**Task details:** Without adding or dropping anything, copy the entries below.

**Stored data entries:**

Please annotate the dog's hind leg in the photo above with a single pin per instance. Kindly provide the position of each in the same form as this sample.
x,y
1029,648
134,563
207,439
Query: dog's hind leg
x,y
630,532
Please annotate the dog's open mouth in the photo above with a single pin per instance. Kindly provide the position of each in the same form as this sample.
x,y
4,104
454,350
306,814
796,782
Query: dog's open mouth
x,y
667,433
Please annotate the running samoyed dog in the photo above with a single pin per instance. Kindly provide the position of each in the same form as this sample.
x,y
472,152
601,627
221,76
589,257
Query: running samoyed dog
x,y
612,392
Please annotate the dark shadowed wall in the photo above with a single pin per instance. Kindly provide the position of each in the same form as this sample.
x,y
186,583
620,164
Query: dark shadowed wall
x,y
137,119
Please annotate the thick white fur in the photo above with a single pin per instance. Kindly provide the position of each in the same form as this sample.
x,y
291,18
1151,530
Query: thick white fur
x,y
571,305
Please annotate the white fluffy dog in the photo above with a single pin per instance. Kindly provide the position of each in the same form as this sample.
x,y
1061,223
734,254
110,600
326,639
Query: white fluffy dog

**Task result:**
Please annotate the dog's hind leg in the photo above with a single pin per instance. Kindly provide the position of each in the same form as this sample.
x,y
1029,648
134,563
207,439
Query: dog's hind leg
x,y
630,532
Please annotate the dog's open mouth in the photo above with a single pin per instance. Kindly provide the position of each in the same form as this sample.
x,y
4,104
454,350
306,814
796,782
Query: dog's open mouth
x,y
667,433
Please annotate the running samoyed dog in the photo above with a single pin per instance. Kindly provide the position of each in the same form as this sample.
x,y
472,152
601,627
221,76
589,257
Query: running samoyed dog
x,y
612,392
Please annotate the dark shadowed wall in the photo above with a single pin per instance. Kindly provide the position of each in the same form as this sample.
x,y
186,583
620,164
Query: dark shadowed wall
x,y
137,119
Please annotate the thick white fur in the photo above with a single pin per instance. Kindly provide the position of each in the same form as this sample.
x,y
291,18
1151,530
Query: thick white fur
x,y
571,305
Please annotate the white fluffy dog in the photo above with a single pin per instance. Kindly provide the position of each in the same form as this sample.
x,y
1061,223
734,254
110,600
326,639
Query: white fluffy dog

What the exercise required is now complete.